• _PAGE EXTRACT_

[lug] MEAS Data file format

Kevin King kevin at precisonline.com
Wed Aug 16 21:51:36 MDT 2000


>Lastly I must 'fess up to a personal procedure ( I hope that it does
>not count as bigotry :) that I adopted years ago; it does totally
>ignore "furriners" who do not speak some form of English.  I always
>write the month, usually just three letters.  The point is that if
you
>write the month, it seems that nobody gets it wrong.  For some
reason,
>or set of reasons, the year and the day are not muddled.  4 JUL 00 =
>JUL 4, 00 to every(english-speaking)body.

This response is first to Tom, who stated:

>YYYY-DD-MM isn't a date format that is actually used anywhere.

That's a pretty wide statement.  Having spent the last seven years
doing systems in a variety of non-US countries, including many ESL
countries, I'd recommend caution in taking such a wide swath.

• _SUPPLIED RECORDS_
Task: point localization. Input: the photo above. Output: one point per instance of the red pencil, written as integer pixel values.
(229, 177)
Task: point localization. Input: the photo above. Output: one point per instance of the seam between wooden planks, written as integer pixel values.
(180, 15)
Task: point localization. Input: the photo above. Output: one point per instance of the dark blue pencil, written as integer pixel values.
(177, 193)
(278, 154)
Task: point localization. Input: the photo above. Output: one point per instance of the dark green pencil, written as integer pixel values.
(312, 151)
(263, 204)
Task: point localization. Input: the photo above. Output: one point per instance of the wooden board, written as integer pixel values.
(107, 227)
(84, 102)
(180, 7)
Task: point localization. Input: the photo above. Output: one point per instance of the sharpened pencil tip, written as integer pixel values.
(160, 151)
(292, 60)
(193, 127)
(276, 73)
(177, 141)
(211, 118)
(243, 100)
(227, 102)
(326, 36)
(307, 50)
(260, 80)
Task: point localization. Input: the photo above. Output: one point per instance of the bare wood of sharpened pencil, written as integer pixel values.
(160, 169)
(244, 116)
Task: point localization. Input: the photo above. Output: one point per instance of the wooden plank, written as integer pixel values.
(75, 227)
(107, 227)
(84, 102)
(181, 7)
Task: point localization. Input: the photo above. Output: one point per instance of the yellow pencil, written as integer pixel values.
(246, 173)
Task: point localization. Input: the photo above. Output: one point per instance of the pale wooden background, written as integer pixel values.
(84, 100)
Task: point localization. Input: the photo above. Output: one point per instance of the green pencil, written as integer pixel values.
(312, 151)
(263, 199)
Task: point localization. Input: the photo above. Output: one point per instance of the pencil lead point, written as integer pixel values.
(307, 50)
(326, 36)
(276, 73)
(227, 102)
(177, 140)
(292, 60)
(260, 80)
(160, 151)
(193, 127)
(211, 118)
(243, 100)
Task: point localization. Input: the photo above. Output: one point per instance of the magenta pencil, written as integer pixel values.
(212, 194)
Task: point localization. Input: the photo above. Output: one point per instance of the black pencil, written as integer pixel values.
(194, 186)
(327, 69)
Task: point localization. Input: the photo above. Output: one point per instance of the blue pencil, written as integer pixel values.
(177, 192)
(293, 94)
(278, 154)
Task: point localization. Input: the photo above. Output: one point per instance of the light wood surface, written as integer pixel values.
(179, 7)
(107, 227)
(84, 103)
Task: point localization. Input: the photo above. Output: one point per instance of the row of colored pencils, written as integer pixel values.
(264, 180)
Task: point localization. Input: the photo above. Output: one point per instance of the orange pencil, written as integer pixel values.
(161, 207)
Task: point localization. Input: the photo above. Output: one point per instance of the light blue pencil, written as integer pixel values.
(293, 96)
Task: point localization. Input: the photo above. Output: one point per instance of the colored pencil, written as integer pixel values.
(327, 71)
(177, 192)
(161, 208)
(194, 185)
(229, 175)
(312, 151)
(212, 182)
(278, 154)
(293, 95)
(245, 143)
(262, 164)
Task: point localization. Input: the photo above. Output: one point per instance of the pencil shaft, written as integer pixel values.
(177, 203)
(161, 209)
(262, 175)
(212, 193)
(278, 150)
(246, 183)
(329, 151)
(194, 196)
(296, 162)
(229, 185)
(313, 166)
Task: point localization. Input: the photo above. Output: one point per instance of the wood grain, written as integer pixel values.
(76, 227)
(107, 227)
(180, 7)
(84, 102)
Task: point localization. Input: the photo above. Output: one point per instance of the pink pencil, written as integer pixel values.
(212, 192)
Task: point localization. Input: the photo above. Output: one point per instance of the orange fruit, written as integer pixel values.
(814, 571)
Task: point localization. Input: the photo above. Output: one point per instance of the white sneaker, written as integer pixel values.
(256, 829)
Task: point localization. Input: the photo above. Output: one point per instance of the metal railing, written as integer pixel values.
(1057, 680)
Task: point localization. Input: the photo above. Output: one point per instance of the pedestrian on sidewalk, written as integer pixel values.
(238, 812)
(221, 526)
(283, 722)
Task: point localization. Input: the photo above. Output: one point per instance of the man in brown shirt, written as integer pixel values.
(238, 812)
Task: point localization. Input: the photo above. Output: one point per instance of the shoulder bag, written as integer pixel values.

• _WORK TO DO_
1 - From the date-format post, list every written date or date pattern, including the posting timestamp.
2 - In the date-format post, reproduce the part that opens with the words containing "Kevin King kevin" and closes with "00 to every(english-speaking)body.".
3 - According to the date-format post, how long did the writer spend doing systems in non-US countries?

• _ANSWERS TO EACH TASK_
1 -
- Wed Aug 16 21:51:36 MDT 2000
- 4 JUL 00
- JUL 4, 00
- YYYY-DD-MM

2 -
Kevin King kevin at precisonline.com
Wed Aug 16 21:51:36 MDT 2000


>Lastly I must 'fess up to a personal procedure ( I hope that it does
>not count as bigotry :) that I adopted years ago; it does totally
>ignore "furriners" who do not speak some form of English.  I always
>write the month, usually just three letters.  The point is that if
you
>write the month, it seems that nobody gets it wrong.  For some
reason,
>or set of reasons, the year and the day are not muddled.  4 JUL 00 =
>JUL 4, 00 to every(english-speaking)body.

3 - Seven years.